Text to read ->

+--

Theorem dihord5apre 41360

Description: Part of proof that isomorphism H is order-preserving . (Contributed by NM, 7-Mar-2014.)

Hypotheses

Ref	Expression
dihord5apre.b	⊢ 𝐵 = (Base‘𝐾)
dihord5apre.l	⊢ ≤ = (le‘𝐾)
dihord5apre.h	⊢ 𝐻 = (LHyp‘𝐾)
dihord5apre.j	⊢ ∨ = (join‘𝐾)
dihord5apre.m	⊢ ∧ = (meet‘𝐾)
dihord5apre.a	⊢ 𝐴 = (Atoms‘𝐾)
dihord5apre.u	⊢ 𝑈 = ((DVecH‘𝐾)‘𝑊)
dihord5apre.s	⊢ ⊕ = (LSSum‘𝑈)
dihord5apre.i	⊢ 𝐼 = ((DIsoH‘𝐾)‘𝑊)

Assertion

Ref	Expression
dihord5apre	⊢ ((((𝐾 ∈ HL ∧ 𝑊 ∈ 𝐻) ∧ (𝑋 ∈ 𝐵 ∧ 𝑋 ≤ 𝑊) ∧ (𝑌 ∈ 𝐵 ∧ ¬ 𝑌 ≤ 𝑊)) ∧ (𝐼‘𝑋) ⊆ (𝐼‘𝑌)) → 𝑋 ≤ 𝑌)

+--

Region outline entries ->
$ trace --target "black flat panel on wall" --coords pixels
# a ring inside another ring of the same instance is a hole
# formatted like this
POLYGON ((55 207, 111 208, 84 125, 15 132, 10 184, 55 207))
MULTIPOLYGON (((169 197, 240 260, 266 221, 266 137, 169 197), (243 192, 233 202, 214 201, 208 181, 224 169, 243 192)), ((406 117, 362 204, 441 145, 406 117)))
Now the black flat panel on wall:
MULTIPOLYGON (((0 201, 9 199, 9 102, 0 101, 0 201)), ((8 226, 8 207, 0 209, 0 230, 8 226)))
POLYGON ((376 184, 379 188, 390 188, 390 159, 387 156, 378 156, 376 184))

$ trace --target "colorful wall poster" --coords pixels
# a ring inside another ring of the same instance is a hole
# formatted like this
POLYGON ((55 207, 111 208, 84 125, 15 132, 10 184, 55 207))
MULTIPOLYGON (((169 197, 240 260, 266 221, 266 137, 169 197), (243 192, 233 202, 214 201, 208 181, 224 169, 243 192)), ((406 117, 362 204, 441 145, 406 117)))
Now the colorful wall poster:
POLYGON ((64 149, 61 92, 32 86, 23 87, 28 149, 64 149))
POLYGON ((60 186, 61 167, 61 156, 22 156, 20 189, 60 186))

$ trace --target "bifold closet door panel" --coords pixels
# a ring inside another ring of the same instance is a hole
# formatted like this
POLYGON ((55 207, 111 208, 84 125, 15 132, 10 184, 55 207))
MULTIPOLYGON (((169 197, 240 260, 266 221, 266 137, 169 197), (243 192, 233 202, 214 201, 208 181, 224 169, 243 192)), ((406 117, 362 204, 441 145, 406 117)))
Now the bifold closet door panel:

+--

Set exercise 1 -> Copy the region outline entries from the start of the listing up to and including the line with "POLYGON ((60 186, 61".
Set exercise 2 -> Continue the page on the theorem dihord5apre from where it stops.

Exercise response 1 ->
$ trace --target "black flat panel on wall" --coords pixels
# a ring inside another ring of the same instance is a hole
# formatted like this
POLYGON ((55 207, 111 208, 84 125, 15 132, 10 184, 55 207))
MULTIPOLYGON (((169 197, 240 260, 266 221, 266 137, 169 197), (243 192, 233 202, 214 201, 208 181, 224 169, 243 192)), ((406 117, 362 204, 441 145, 406 117)))
Now the black flat panel on wall:
MULTIPOLYGON (((0 201, 9 199, 9 102, 0 101, 0 201)), ((8 226, 8 207, 0 209, 0 230, 8 226)))
POLYGON ((376 184, 379 188, 390 188, 390 159, 387 156, 378 156, 376 184))

$ trace --target "colorful wall poster" --coords pixels
# a ring inside another ring of the same instance is a hole
# formatted like this
POLYGON ((55 207, 111 208, 84 125, 15 132, 10 184, 55 207))
MULTIPOLYGON (((169 197, 240 260, 266 221, 266 137, 169 197), (243 192, 233 202, 214 201, 208 181, 224 169, 243 192)), ((406 117, 362 204, 441 145, 406 117)))
Now the colorful wall poster:
POLYGON ((64 149, 61 92, 32 86, 23 87, 28 149, 64 149))
POLYGON ((60 186, 61 167, 61 156, 22 156, 20 189, 60 186))

Exercise response 2 ->
Proof of Theorem dihord5apre

Dummy variable 𝑟 is distinct from all other variables.

Step	Hyp	Ref	Expression
1		simpl1 1192	. . 3 ⊢ ((((𝐾 ∈ HL ∧ 𝑊 ∈ 𝐻) ∧ (𝑋 ∈ 𝐵 ∧ 𝑋 ≤ 𝑊) ∧ (𝑌 ∈ 𝐵 ∧ ¬ 𝑌 ≤ 𝑊)) ∧ (𝐼‘𝑋) ⊆ (𝐼‘𝑌)) → (𝐾 ∈ HL ∧ 𝑊 ∈ 𝐻))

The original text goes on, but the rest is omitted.